■ **WORK TO BE COMPLETED**: Please set down every line of the entries below word for word, leaving out the pictures.

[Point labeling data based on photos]
::::::::::

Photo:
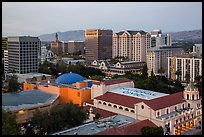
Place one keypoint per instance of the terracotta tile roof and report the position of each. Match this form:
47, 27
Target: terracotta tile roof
102, 112
113, 81
165, 101
119, 99
155, 104
130, 129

::::::::::

■ **THE ANSWER**:
Photo:
Place one keypoint per instance of the terracotta tile roof and report the position of each. Match this form:
47, 27
Target: terracotta tile roof
102, 112
113, 81
165, 101
119, 99
155, 104
130, 129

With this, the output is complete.